[Extracted data entries]
• • • • • • •

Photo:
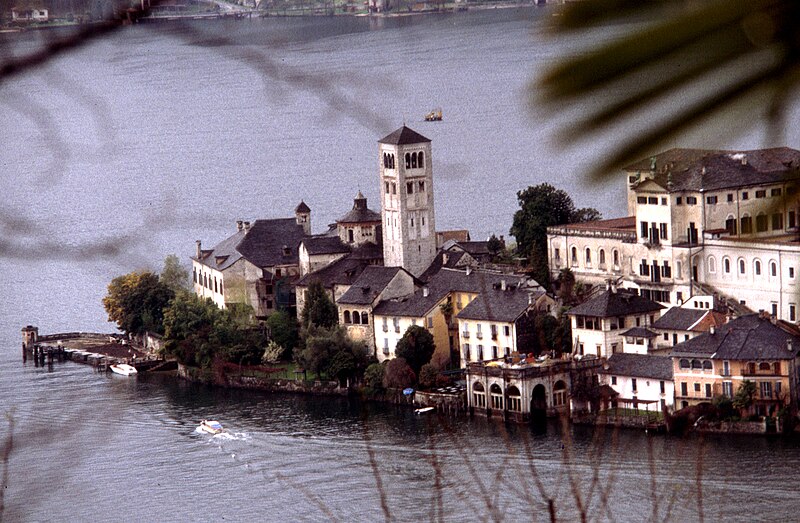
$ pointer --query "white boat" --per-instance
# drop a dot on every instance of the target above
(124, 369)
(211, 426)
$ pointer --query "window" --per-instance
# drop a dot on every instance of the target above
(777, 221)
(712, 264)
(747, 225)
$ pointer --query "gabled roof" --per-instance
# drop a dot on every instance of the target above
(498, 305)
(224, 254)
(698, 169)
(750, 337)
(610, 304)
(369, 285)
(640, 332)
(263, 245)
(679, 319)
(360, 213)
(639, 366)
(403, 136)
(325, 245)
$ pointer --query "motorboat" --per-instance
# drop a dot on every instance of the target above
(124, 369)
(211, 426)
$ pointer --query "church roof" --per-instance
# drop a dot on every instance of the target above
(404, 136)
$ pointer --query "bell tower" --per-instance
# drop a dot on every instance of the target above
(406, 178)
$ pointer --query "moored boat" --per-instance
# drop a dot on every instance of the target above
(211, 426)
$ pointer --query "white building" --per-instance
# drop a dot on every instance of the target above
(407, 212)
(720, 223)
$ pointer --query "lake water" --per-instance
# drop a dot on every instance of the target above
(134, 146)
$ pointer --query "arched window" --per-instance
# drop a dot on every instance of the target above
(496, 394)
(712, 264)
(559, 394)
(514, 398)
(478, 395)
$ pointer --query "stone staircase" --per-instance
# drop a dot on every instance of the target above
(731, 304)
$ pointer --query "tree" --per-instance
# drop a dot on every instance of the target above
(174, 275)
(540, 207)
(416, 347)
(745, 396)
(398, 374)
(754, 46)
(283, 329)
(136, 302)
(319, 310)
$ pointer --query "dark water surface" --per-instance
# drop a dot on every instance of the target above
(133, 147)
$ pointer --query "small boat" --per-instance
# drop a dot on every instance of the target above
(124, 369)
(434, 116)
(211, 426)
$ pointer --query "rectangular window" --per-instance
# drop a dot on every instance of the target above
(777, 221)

• • • • • • •

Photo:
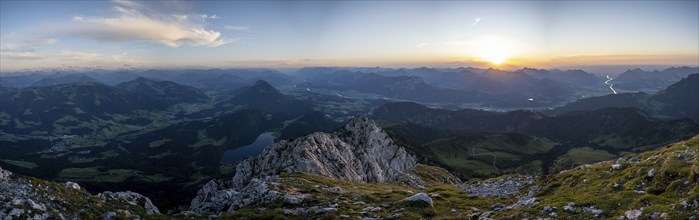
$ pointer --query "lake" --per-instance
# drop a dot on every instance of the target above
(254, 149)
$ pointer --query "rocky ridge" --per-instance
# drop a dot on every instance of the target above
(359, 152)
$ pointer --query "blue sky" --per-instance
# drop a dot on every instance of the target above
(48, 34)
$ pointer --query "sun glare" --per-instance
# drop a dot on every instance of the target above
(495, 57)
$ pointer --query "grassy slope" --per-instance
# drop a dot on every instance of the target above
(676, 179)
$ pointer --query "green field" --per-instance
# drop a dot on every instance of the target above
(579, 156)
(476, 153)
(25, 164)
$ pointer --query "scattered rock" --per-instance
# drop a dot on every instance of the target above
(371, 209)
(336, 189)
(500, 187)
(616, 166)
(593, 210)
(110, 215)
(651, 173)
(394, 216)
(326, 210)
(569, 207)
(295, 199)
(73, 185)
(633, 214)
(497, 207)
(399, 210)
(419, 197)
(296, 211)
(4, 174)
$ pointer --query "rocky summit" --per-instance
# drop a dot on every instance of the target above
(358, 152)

• • • • • • •

● **Description of the task**: What lines above contain the string "roof"? Copy all of them.

● **Response**:
$ pointer --query "gabled roof" --per-instance
$ pointer --query "church roof" --per-instance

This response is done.